_TASK_
Extract each line of the data below exactly as written.

_DATASET ROWS_
-- Begin --

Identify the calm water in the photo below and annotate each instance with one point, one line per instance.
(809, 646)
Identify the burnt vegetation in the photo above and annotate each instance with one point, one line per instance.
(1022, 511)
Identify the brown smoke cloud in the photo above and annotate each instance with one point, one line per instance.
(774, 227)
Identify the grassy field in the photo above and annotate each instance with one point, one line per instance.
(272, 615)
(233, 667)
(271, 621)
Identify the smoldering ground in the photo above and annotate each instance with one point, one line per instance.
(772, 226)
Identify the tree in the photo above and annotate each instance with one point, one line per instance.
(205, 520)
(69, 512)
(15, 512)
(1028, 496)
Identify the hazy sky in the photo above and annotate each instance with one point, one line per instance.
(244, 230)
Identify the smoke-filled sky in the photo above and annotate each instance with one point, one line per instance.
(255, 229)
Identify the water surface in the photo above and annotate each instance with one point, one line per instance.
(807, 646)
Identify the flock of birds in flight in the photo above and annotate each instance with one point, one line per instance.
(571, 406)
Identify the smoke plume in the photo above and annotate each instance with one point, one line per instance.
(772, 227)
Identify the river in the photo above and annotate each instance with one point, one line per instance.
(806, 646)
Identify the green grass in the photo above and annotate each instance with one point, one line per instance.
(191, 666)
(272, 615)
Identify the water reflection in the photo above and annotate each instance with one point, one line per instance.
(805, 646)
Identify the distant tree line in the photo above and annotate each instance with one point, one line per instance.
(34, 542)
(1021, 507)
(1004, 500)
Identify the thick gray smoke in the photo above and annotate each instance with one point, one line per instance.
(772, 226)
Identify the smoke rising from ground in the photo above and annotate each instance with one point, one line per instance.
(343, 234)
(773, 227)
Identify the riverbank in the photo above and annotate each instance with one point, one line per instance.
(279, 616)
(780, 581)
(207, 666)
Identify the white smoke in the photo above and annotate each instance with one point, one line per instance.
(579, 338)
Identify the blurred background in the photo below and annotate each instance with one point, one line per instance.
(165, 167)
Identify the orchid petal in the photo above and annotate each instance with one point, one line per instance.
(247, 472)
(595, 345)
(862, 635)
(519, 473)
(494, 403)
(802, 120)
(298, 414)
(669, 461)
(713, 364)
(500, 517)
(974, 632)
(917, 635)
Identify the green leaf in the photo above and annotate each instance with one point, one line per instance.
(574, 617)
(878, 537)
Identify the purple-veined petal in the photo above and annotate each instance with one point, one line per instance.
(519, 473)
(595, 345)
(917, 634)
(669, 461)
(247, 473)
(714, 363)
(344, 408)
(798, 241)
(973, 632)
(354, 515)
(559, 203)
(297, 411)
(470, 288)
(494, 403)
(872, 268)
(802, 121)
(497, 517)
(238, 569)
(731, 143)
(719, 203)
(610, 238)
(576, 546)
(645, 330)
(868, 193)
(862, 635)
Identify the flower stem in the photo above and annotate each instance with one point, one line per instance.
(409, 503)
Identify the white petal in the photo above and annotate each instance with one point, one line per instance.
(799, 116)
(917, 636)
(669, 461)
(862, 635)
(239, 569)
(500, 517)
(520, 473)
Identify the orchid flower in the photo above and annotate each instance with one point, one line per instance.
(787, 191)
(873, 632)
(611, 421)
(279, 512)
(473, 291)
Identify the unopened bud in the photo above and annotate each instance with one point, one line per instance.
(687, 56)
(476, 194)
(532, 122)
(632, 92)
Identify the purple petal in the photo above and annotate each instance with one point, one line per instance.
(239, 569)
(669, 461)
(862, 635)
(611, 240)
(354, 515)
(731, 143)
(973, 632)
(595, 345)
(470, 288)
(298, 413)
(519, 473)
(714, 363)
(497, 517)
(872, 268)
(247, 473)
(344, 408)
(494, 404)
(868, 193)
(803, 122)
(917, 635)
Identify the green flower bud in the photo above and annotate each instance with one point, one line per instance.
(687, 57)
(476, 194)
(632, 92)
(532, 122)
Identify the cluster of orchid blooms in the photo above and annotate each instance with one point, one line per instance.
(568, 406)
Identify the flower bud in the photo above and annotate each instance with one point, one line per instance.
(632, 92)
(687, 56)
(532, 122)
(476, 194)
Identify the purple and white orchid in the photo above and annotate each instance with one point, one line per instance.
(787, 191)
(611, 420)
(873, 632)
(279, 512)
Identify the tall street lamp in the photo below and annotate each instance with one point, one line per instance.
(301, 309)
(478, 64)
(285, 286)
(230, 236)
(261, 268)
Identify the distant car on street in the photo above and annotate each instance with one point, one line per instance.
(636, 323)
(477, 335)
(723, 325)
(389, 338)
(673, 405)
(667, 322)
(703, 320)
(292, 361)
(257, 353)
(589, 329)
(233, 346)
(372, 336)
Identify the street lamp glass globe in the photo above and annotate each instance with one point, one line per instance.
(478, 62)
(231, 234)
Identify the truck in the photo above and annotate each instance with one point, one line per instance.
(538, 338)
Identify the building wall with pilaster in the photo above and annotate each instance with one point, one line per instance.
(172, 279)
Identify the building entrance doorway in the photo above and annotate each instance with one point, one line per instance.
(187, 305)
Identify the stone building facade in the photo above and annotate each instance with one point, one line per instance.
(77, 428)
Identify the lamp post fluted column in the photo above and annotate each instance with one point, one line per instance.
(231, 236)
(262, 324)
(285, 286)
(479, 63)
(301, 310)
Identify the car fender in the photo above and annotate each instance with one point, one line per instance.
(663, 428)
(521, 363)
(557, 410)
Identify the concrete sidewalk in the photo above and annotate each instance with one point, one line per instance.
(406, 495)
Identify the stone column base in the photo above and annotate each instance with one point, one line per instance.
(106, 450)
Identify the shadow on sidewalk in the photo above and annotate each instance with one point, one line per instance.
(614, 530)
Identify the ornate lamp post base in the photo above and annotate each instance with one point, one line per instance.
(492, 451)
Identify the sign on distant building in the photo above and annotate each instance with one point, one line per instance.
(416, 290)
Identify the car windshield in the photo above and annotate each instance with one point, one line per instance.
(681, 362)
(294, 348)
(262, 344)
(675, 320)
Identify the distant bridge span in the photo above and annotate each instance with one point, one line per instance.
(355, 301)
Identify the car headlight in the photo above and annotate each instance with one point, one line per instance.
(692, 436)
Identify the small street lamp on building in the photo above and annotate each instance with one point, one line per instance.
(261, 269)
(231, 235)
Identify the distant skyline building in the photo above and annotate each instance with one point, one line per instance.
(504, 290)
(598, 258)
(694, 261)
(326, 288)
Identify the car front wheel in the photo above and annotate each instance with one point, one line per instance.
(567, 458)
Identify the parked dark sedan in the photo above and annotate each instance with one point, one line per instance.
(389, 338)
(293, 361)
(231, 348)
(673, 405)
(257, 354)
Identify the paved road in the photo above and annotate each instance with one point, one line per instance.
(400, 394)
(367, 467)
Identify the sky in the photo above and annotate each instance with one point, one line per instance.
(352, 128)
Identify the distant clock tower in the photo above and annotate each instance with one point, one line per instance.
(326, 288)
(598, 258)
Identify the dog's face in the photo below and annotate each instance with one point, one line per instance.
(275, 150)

-- End --

_ANSWER TO THIS EXERCISE_
Identify the calm water in the photo below and annotate each instance with one point, one line per instance.
(809, 646)
Identify the burnt vegetation in the photo above and annotate each instance with one point, one line per instance.
(1022, 511)
Identify the brown smoke cloud in the photo above and annotate each instance with one point, one line per instance.
(774, 227)
Identify the grassy field in the photo above and annotate each instance with one point, one line per instance.
(272, 615)
(233, 667)
(271, 621)
Identify the smoldering ground in the photo above and annotate each instance with one point, one line per instance.
(772, 226)
Identify the tree in the photo above and annotate each instance with one point, one line per instance.
(205, 520)
(69, 512)
(15, 512)
(1028, 496)
Identify the hazy sky in the photo above and annotate each instance with one point, one line per instance.
(244, 230)
Identify the smoke-filled sky in the photo above and annotate each instance with one point, one line per instance.
(255, 229)
Identify the water surface in the photo above and annotate each instance with one point, one line per instance.
(807, 646)
Identify the flock of birds in flight in the photo above and annotate each instance with one point, one line per instance.
(571, 406)
Identify the smoke plume in the photo above and annotate each instance with one point, one line per instance.
(772, 227)
Identify the river in the photo above and annotate each instance with one point, one line per instance.
(806, 646)
Identify the green grass in the photo above and annotate each instance with one point, one line per instance.
(191, 666)
(272, 615)
Identify the water reflection in the photo above and annotate each instance with one point, one line per instance.
(805, 646)
Identify the distant tree line in the photo above and annotate each instance with one point, one line per instance.
(34, 542)
(1021, 507)
(1004, 500)
Identify the thick gray smoke in the photo above and annotate each instance with one point, one line per instance.
(772, 226)
Identify the smoke rising from ground in the photo above and annotate each instance with one point, one line per instance.
(343, 234)
(773, 227)
Identify the riverbank in the photo above and annotate each instance with one point, one line per instance.
(279, 616)
(780, 581)
(207, 666)
Identify the white smoke in the photo above and annotate each instance with one point, one line per instance.
(579, 338)
Identify the blurred background in the photo below and annotate each instance with one point, one line per instance.
(165, 167)
Identify the orchid petal in the photo above and annotate each instance with one point, one line per instance.
(247, 472)
(595, 345)
(862, 635)
(519, 473)
(494, 403)
(802, 120)
(298, 414)
(669, 461)
(713, 364)
(500, 517)
(974, 632)
(917, 635)
Identify the green leaf in the photo above and annotate each instance with one point, one line per instance.
(574, 617)
(878, 537)
Identify the purple-veined petal in the photo above and annotate each instance with one point, one line per instance.
(519, 473)
(595, 345)
(917, 634)
(669, 461)
(247, 473)
(714, 363)
(344, 408)
(798, 241)
(973, 632)
(354, 515)
(559, 203)
(297, 411)
(470, 288)
(494, 403)
(872, 268)
(802, 121)
(497, 517)
(238, 569)
(731, 143)
(719, 203)
(610, 238)
(576, 546)
(645, 330)
(868, 193)
(862, 635)
Identify the flower stem in the photo above and annotate each instance with one point, one line per instance.
(409, 503)
Identify the white petal in the photo above and annotate each instance with one point, one line per instance.
(799, 116)
(917, 636)
(669, 461)
(862, 635)
(239, 569)
(500, 517)
(520, 473)
Identify the orchid flower in the photo above and annotate each instance with one point, one line per instance.
(787, 191)
(873, 632)
(611, 421)
(279, 512)
(473, 291)
Identify the unopened bud in the photo above and annotate each instance with one point, one line per instance.
(687, 56)
(476, 194)
(532, 122)
(632, 92)
Identify the purple petal in the photo above and annotate each instance with one point, one line per instance.
(239, 569)
(669, 461)
(862, 635)
(611, 240)
(354, 515)
(731, 143)
(973, 632)
(595, 345)
(470, 288)
(298, 413)
(519, 473)
(714, 363)
(497, 517)
(872, 268)
(247, 473)
(344, 408)
(494, 404)
(868, 193)
(803, 122)
(917, 635)
Identify the green flower bud in the photo above and annotate each instance with one point, one line per instance.
(687, 57)
(476, 194)
(632, 92)
(532, 122)
Identify the cluster of orchid blooms in the photo above and annotate each instance with one point, one line per instance.
(568, 406)
Identify the flower bud in the photo above and annotate each instance with one point, one line per instance.
(632, 92)
(687, 56)
(532, 122)
(476, 194)
Identify the purple and white orchid in the photo above and annotate each instance with one point, one line per instance.
(787, 191)
(611, 420)
(873, 632)
(279, 512)
Identify the tall street lamp in the photo below and annotate each instance with one point, one line per instance.
(301, 309)
(478, 64)
(285, 286)
(230, 236)
(261, 268)
Identify the distant car on street in the photo above and annotate each instance with one point, one line per instance.
(636, 323)
(477, 335)
(723, 325)
(389, 338)
(673, 405)
(667, 322)
(703, 320)
(292, 361)
(257, 353)
(589, 329)
(233, 346)
(372, 336)
Identify the street lamp glass globe in the photo above and annotate each instance with one point, one line per instance.
(478, 62)
(231, 234)
Identify the truck in the photo above and annotate each instance with one point, one line per instance.
(538, 338)
Identify the building wall with pilaster in the photo above and annotate each instance with one point, one line per instance.
(172, 279)
Identify the building entrance doorway in the photo above and annotate each instance with one point, one line per instance.
(187, 305)
Identify the stone building facade in the photo above and annotate each instance with one point, one line per instance.
(77, 428)
Identify the lamp post fluted column in the photo above and annotate each instance with one point, one line per instance.
(231, 236)
(262, 324)
(285, 286)
(479, 63)
(301, 310)
Identify the car fender in the photo above and annotate each instance with one point, one line per instance.
(663, 428)
(521, 363)
(557, 410)
Identify the concrete sidewalk in the photo above and annotate each instance with one point, one line per instance.
(406, 495)
Identify the stone column base in the photo above and annotate each instance with one point, one line per instance.
(106, 450)
Identify the shadow on sidewalk in the photo above and annotate each instance with one point, one line per instance.
(614, 530)
Identify the ornate lamp post base in the photo above and annotate each instance with one point, one line per instance.
(492, 451)
Identify the sign on distant building in the photo above and annotate each instance with one point, one line per instance.
(416, 290)
Identify the car windshield in the photo above and annotate each instance with one point, one line per instance.
(681, 362)
(294, 348)
(262, 344)
(675, 320)
Identify the distant bridge span in the photo above and annotate each instance with one point, one line per instance.
(355, 301)
Identify the car headlight in the photo above and annotate each instance with one point, one line per instance.
(692, 436)
Identify the small street lamp on building in the photo above and annotate each instance with one point, one line per instance.
(261, 269)
(231, 235)
Identify the distant skyline building in the photo above and annotate each instance with one point, one line per instance.
(504, 290)
(598, 258)
(694, 261)
(326, 288)
Identify the car front wheel in the photo above and annotate each instance with one point, one line per instance.
(567, 458)
Identify the parked dark sedan in the photo above and annotate each instance with one point, one line per instance.
(389, 338)
(293, 361)
(231, 348)
(673, 405)
(257, 354)
Identify the paved road in the photo above and annotate each instance with one point, one line per instance.
(400, 394)
(367, 467)
Identify the sky in the photo above and annotate each instance with one point, one line per instance.
(352, 128)
Identify the distant clock tower in the photo above and annotate each instance with one point, one line per instance.
(326, 288)
(598, 258)
Identify the dog's face in the photo below and annotate each instance with one point, one line per instance.
(275, 150)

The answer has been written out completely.